**THE PROBLEM**
Lines before the one containing "the lantern glass" are left out; output the rest of the data exactly, through the final line.

**DATA EXTRACTS**
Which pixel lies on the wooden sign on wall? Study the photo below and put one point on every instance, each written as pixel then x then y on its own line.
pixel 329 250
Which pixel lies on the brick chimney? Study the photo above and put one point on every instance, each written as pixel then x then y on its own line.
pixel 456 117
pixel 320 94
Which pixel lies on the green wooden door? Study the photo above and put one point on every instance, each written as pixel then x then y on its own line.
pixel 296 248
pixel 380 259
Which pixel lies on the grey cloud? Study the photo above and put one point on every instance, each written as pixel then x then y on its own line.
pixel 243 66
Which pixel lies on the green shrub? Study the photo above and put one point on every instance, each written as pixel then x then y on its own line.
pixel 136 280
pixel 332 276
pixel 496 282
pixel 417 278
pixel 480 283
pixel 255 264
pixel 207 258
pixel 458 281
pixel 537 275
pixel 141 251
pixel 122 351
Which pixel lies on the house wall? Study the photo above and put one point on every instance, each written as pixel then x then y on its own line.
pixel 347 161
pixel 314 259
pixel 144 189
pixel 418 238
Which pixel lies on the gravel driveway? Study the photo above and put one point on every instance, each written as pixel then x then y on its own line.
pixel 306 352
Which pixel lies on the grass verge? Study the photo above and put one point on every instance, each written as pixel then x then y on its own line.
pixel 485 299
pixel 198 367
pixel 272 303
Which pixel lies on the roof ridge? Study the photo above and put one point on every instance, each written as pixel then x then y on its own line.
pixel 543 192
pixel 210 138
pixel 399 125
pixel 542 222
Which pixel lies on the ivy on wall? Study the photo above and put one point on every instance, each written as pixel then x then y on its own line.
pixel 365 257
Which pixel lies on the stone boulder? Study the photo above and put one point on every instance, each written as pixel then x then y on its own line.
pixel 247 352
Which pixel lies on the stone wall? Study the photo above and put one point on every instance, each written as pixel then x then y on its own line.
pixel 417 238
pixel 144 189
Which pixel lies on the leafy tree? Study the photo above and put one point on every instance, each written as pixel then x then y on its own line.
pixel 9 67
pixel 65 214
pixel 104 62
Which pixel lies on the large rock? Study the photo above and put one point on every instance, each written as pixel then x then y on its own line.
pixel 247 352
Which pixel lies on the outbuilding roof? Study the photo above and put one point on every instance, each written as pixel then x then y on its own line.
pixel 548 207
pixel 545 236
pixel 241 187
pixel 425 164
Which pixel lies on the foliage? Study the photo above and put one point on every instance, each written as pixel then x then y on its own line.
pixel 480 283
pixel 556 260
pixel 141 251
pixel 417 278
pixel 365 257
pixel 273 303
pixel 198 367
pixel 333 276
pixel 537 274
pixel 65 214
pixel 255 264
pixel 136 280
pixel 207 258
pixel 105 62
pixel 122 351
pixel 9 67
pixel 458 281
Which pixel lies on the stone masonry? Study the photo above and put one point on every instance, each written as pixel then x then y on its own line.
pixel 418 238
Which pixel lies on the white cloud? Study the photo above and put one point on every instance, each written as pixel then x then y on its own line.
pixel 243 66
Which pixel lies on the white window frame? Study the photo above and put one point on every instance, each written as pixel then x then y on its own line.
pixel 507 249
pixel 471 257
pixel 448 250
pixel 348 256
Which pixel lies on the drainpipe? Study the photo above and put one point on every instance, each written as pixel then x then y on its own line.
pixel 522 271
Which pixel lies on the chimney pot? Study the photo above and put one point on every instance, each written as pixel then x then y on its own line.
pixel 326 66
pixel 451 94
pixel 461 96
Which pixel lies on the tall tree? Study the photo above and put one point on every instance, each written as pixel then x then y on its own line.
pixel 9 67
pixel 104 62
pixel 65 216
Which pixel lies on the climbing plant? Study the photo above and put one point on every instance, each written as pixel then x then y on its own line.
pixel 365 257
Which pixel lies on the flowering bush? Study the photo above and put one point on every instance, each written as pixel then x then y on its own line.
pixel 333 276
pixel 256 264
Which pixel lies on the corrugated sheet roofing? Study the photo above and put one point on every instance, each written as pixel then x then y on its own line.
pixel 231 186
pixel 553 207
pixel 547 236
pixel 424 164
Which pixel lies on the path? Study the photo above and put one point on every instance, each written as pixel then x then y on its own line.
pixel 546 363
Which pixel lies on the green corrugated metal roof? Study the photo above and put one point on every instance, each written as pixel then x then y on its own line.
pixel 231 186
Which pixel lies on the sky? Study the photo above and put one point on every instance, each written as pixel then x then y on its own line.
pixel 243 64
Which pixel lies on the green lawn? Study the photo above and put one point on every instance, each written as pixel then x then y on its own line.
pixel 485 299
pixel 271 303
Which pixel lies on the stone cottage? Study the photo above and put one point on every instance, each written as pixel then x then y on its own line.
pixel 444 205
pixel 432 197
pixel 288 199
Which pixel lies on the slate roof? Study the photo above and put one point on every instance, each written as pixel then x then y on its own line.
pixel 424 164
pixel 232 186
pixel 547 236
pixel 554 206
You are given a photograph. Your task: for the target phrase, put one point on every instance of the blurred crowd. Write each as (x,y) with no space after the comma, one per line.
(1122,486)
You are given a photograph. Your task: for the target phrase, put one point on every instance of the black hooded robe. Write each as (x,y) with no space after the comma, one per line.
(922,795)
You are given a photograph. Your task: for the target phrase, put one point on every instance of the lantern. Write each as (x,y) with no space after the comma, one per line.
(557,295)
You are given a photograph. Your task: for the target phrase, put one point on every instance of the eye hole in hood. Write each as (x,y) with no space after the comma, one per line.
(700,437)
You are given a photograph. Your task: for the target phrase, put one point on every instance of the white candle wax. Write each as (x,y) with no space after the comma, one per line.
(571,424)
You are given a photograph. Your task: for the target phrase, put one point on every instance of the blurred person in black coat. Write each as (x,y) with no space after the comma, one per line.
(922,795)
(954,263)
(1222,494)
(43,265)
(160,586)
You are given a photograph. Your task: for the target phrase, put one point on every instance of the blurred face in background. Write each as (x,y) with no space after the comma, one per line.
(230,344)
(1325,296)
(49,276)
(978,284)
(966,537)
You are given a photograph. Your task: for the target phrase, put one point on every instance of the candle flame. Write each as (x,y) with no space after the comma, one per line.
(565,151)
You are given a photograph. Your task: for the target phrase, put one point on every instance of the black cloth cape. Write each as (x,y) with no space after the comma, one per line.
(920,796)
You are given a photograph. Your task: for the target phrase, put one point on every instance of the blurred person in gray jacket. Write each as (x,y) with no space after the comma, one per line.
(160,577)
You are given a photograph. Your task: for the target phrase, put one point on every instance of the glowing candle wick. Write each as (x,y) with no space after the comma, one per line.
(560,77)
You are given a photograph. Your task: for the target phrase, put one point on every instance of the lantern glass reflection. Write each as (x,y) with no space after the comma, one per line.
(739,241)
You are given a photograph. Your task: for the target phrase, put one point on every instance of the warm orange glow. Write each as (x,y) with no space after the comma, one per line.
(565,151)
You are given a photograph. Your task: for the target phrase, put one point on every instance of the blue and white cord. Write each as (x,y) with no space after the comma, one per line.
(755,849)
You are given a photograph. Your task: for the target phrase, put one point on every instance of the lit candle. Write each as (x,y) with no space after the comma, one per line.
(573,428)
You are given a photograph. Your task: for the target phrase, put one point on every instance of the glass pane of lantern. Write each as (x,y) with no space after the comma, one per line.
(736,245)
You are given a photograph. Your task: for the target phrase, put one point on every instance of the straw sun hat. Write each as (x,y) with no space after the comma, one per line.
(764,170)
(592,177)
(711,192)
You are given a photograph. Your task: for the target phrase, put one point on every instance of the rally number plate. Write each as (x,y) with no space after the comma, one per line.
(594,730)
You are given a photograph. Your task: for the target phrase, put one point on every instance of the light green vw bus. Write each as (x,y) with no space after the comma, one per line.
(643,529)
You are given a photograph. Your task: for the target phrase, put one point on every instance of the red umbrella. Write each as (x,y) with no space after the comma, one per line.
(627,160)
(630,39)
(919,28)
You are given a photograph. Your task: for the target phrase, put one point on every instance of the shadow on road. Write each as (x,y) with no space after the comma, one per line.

**TASK ANSWER**
You are given a photograph. Your task: for the target phrase, put one point on every instance of the lantern glass reflection. Write each as (x,y) with no space after the comma, one per line.
(739,241)
You are given a photograph. Your task: for the target phrase, put one point on every instance of the warm orange glow. Write each as (x,y) with no space after the comma, one per line.
(565,151)
You are given a photograph. Your task: for the target phrase, put one point on every instance of the blue and white cord. Write each as (x,y) with no space after the comma, one per line.
(755,849)
You are given a photograph. Your task: for the target phrase, put one point on every instance of the lit candle. Write each as (x,y) with no space after the comma, one per line.
(573,428)
You are given a photograph. Your task: for the target phrase, put one point on every instance of the glass pane of lantern. Write each as (x,y) with no space after the comma, one per line.
(736,245)
You are given a photograph. Your task: for the target phrase, put one point on every instance of the straw sun hat. Write each as (x,y) with no space after the comma, one per line.
(764,170)
(592,177)
(711,192)
You are given a photograph. Your task: for the target phrase, put one point on every instance of the rally number plate. Write each as (x,y) with no space after the comma, one per line.
(594,730)
You are given a photograph. Your task: for the target phrase, put one point on every instance of the light green vw bus. Write each as (x,y) with no space after the comma, one per line.
(643,529)
You are given a photograph. Your task: for the target phrase, put one point on every instance of the red umbrella. Write each as (x,y) with no space after the comma, one per line.
(627,160)
(630,39)
(919,28)
You are given a photograph. Your task: for the target phrase, put one point on every instance of the shadow on road. Write each as (x,y) with no space after the comma, one per line.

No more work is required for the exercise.